» **Excerpted passage**:
--- START ---

I’ve been reading Global Remix by Richard Scase over the last week or so; it’s one of those books where you can visualise the author speaking out the words. If you’ve met Richard, you’ll know what I mean. It’s a larger-than-life high-speed book concentrated on his vision of the future.
In a chapter headed Global Remix: the new corporate playlist, Richard makes some interesting comments on Generation M:
More young people attend universities and institutions of higher education than ever before. If ever there were a link between talent and qualification, this has been made tenuous by governments’ commitment to expand higher education opportunities. No longer can companies assume that university graduates have employable skills. High-performing companies demand additional qualities. They want potential employees with imagination and ideas that will make up the talent pools for future innovation and growth. Do universities encourage these qualities? Some do, but on the whole it is left to a minority of elite institutions to perform this task. But there is also the bedroom.

--- END ---

» **Supplied records**:
--- START ---

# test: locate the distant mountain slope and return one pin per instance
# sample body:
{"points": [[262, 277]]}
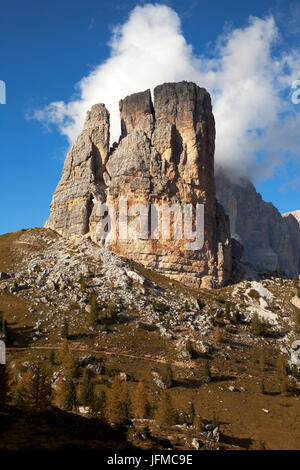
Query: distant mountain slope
{"points": [[269, 238]]}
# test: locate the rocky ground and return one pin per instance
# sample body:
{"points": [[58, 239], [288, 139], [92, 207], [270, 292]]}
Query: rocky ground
{"points": [[46, 279]]}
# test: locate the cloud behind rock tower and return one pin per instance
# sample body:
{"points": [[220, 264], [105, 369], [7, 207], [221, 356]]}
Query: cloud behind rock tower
{"points": [[246, 80]]}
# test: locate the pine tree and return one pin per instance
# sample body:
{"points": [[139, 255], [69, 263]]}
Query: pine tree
{"points": [[82, 284], [169, 374], [65, 329], [165, 413], [262, 360], [295, 371], [114, 408], [140, 401], [97, 405], [236, 316], [64, 350], [256, 325], [227, 310], [281, 367], [70, 399], [66, 358], [198, 423], [3, 384], [215, 421], [207, 371], [19, 395], [87, 389], [192, 412], [60, 392], [218, 335], [278, 271], [125, 400], [52, 357], [111, 310], [258, 444], [93, 314]]}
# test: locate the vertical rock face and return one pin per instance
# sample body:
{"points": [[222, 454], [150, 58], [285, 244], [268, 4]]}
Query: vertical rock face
{"points": [[268, 238], [165, 157], [81, 185]]}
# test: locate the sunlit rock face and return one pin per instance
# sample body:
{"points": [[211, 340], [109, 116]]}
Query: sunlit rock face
{"points": [[165, 157]]}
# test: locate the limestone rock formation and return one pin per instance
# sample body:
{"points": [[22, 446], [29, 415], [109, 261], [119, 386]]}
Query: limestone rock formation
{"points": [[81, 184], [295, 214], [268, 238], [165, 157]]}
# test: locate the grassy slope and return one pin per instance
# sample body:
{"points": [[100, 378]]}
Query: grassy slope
{"points": [[241, 413]]}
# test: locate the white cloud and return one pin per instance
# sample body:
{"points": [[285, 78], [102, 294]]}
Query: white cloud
{"points": [[246, 80]]}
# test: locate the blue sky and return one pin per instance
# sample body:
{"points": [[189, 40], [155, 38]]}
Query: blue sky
{"points": [[47, 47]]}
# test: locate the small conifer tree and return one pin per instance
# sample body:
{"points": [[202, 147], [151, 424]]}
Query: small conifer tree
{"points": [[65, 329], [218, 335], [87, 389], [165, 413], [140, 401], [70, 398]]}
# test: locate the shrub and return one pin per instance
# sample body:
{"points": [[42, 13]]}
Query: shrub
{"points": [[254, 294], [147, 326], [160, 307]]}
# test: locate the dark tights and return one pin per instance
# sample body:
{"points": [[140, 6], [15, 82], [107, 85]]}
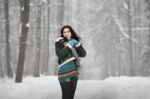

--- END ---

» **Work task A**:
Change "talent" to "ability" in the part of the Global Remix post that opens with the words "In a chapter" and closes with "also the bedroom.", then give that part again.
» **Work task B**:
Summarize the Global Remix post in two sentences.
The records can be set aside; nothing here depends on them.

» **Task output A**:
In a chapter headed Global Remix: the new corporate playlist, Richard makes some interesting comments on Generation M:
More young people attend universities and institutions of higher education than ever before. If ever there were a link between ability and qualification, this has been made tenuous by governments’ commitment to expand higher education opportunities. No longer can companies assume that university graduates have employable skills. High-performing companies demand additional qualities. They want potential employees with imagination and ideas that will make up the ability pools for future innovation and growth. Do universities encourage these qualities? Some do, but on the whole it is left to a minority of elite institutions to perform this task. But there is also the bedroom.

» **Task output B**:
The writer has spent about a week reading Richard Scase's Global Remix, a larger-than-life, high-speed book concentrated on his vision of the future. In a chapter on Generation M, Scase argues that expanding higher education has made the link between talent and qualification tenuous, so high-performing companies now demand imagination and ideas, qualities that mostly only a minority of elite institutions encourage, though "there is also the bedroom."